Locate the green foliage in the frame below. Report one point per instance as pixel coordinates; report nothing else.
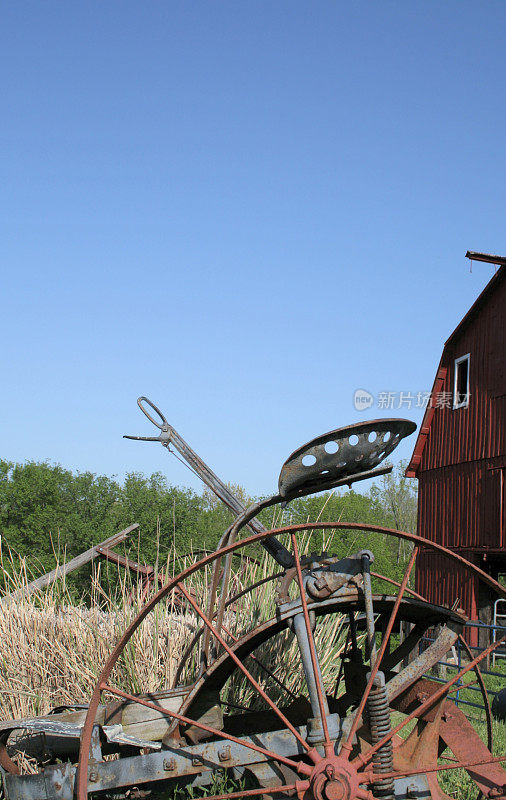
(47, 512)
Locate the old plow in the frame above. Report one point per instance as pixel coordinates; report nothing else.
(295, 685)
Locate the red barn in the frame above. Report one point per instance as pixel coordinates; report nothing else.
(460, 456)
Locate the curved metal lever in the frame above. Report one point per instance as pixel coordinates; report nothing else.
(163, 425)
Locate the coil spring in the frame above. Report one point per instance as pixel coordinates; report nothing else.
(378, 713)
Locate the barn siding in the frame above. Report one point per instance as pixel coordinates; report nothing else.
(469, 434)
(459, 502)
(459, 506)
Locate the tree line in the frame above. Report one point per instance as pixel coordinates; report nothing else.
(48, 512)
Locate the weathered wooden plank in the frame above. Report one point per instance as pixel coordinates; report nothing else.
(79, 561)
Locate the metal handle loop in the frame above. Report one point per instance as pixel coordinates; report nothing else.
(140, 401)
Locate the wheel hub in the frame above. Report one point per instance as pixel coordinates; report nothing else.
(334, 779)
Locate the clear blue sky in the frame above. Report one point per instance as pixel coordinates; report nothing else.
(245, 210)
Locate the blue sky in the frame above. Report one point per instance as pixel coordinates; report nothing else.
(244, 210)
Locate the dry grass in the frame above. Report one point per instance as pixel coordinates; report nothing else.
(52, 650)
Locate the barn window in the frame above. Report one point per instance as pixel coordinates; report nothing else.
(461, 382)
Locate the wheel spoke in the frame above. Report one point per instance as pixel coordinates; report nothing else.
(314, 755)
(347, 746)
(329, 748)
(365, 759)
(263, 667)
(304, 769)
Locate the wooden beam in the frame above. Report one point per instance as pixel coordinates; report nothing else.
(79, 561)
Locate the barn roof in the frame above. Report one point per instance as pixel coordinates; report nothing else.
(482, 299)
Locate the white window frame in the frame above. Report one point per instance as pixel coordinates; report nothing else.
(458, 361)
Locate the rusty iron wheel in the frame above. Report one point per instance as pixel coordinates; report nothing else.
(316, 772)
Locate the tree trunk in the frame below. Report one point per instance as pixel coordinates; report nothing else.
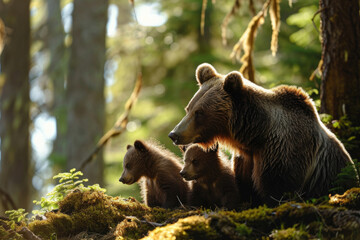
(340, 86)
(15, 102)
(85, 88)
(57, 73)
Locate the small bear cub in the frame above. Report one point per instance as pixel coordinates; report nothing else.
(213, 181)
(157, 171)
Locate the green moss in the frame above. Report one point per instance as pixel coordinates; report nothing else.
(290, 234)
(42, 228)
(97, 213)
(132, 228)
(194, 227)
(350, 199)
(8, 232)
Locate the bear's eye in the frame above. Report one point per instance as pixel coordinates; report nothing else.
(127, 166)
(199, 113)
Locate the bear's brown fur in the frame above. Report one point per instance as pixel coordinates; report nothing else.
(157, 171)
(278, 132)
(213, 181)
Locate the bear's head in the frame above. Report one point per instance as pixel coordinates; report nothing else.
(133, 163)
(198, 163)
(209, 112)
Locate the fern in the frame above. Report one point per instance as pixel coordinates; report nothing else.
(68, 181)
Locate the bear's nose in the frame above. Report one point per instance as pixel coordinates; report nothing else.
(174, 137)
(182, 173)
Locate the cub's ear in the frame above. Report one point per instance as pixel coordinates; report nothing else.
(139, 145)
(215, 148)
(205, 72)
(183, 148)
(233, 82)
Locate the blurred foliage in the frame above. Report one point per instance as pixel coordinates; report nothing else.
(16, 216)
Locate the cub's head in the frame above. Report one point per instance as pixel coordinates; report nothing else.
(197, 162)
(209, 112)
(133, 163)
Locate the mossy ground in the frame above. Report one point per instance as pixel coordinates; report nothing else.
(95, 215)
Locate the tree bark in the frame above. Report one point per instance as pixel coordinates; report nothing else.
(85, 87)
(57, 73)
(15, 174)
(340, 86)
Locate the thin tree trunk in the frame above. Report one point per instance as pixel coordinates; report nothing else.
(57, 73)
(340, 88)
(85, 88)
(15, 102)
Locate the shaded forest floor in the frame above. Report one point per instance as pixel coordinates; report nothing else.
(94, 215)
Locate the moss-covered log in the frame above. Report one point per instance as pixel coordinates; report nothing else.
(95, 215)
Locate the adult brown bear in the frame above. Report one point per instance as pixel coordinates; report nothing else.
(277, 133)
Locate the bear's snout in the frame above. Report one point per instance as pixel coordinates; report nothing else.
(183, 173)
(174, 137)
(121, 179)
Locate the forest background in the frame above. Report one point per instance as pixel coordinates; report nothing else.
(68, 68)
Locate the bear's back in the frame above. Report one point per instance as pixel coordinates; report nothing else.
(295, 100)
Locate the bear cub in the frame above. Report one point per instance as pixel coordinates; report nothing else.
(157, 171)
(213, 181)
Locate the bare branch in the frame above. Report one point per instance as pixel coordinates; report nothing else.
(275, 22)
(120, 125)
(7, 200)
(203, 10)
(227, 18)
(246, 43)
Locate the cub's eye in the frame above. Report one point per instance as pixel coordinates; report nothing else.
(199, 113)
(127, 166)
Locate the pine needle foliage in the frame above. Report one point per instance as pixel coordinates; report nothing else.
(247, 40)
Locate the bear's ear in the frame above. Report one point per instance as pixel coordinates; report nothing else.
(205, 72)
(233, 82)
(139, 145)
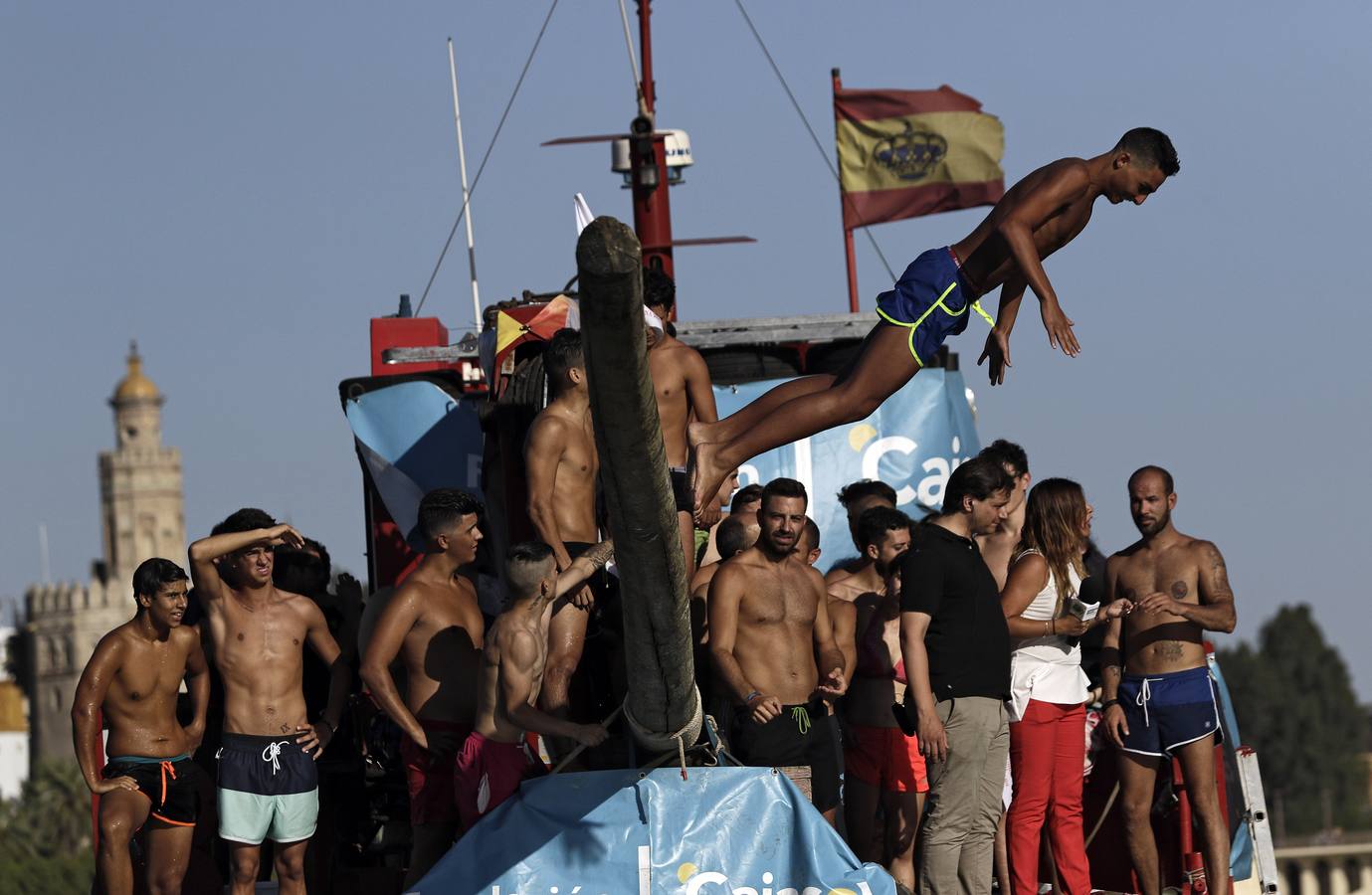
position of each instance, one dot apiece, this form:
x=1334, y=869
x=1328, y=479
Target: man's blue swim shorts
x=1166, y=712
x=930, y=299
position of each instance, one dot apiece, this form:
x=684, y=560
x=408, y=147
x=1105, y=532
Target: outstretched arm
x=830, y=658
x=340, y=676
x=699, y=395
x=583, y=566
x=1061, y=188
x=205, y=575
x=86, y=714
x=542, y=453
x=198, y=684
x=998, y=340
x=518, y=659
x=1111, y=662
x=933, y=739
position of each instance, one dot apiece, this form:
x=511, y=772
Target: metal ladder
x=1256, y=814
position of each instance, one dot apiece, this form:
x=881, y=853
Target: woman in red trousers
x=1047, y=685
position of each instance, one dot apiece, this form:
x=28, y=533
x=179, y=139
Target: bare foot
x=708, y=473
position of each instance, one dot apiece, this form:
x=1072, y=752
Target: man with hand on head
x=433, y=623
x=268, y=782
x=132, y=680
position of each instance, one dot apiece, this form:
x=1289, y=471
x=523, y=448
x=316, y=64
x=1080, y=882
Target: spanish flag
x=908, y=152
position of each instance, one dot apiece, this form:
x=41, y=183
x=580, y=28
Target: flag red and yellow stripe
x=904, y=154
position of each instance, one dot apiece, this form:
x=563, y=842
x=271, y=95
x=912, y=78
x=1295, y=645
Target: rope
x=814, y=137
x=633, y=62
x=1104, y=812
x=485, y=159
x=651, y=738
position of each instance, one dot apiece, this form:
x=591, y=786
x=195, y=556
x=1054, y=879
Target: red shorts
x=488, y=774
x=430, y=783
x=885, y=758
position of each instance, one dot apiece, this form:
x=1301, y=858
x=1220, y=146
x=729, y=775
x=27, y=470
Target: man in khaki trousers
x=956, y=651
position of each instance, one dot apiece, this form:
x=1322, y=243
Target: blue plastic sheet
x=735, y=830
x=912, y=443
x=413, y=438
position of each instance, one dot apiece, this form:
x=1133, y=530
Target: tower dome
x=134, y=387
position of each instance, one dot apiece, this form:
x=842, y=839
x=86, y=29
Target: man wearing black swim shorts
x=1158, y=698
x=768, y=623
x=132, y=680
x=561, y=467
x=683, y=387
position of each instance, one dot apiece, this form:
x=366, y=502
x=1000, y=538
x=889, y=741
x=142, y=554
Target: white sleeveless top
x=1046, y=667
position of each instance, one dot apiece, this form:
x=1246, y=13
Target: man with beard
x=1158, y=698
x=853, y=577
x=433, y=623
x=885, y=772
x=956, y=649
x=268, y=782
x=132, y=680
x=768, y=622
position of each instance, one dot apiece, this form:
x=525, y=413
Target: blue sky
x=243, y=187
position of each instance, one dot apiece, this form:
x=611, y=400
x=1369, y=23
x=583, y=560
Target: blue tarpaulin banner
x=416, y=438
x=912, y=443
x=723, y=830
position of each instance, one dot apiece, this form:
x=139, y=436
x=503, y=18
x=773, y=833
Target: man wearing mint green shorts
x=268, y=790
x=268, y=783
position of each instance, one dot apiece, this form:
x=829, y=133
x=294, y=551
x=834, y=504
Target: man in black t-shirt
x=956, y=651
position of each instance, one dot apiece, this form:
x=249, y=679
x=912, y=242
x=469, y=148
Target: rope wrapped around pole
x=663, y=702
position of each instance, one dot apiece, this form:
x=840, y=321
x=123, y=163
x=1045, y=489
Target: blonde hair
x=1054, y=517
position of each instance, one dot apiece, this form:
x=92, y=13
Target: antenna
x=462, y=165
x=43, y=553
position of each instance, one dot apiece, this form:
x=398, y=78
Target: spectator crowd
x=930, y=687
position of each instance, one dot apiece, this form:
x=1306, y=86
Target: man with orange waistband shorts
x=495, y=758
x=132, y=680
x=936, y=296
x=435, y=626
x=883, y=767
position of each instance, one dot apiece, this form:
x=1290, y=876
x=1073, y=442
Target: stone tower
x=140, y=480
x=141, y=515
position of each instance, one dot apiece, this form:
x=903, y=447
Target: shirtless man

__GOAL OF THE EXERCISE__
The answer is to be the lines from the one holding "Target: antenna" through the end of the data above, transcribed character for character, both ends included.

__EXERCISE SOLUTION__
Target: antenna
x=462, y=165
x=43, y=553
position of each instance, one dot apiece, this form:
x=398, y=78
Target: spectator crowd
x=930, y=687
position of each instance, one dot apiece, this form:
x=1306, y=86
Target: man with orange waistband shorts
x=495, y=758
x=132, y=680
x=936, y=296
x=435, y=626
x=883, y=767
position of each instance, one dot apiece, this form:
x=1290, y=876
x=1073, y=442
Target: stone tower
x=140, y=480
x=141, y=515
position of each instance, one dot apiece, this form:
x=903, y=447
Target: shirtless man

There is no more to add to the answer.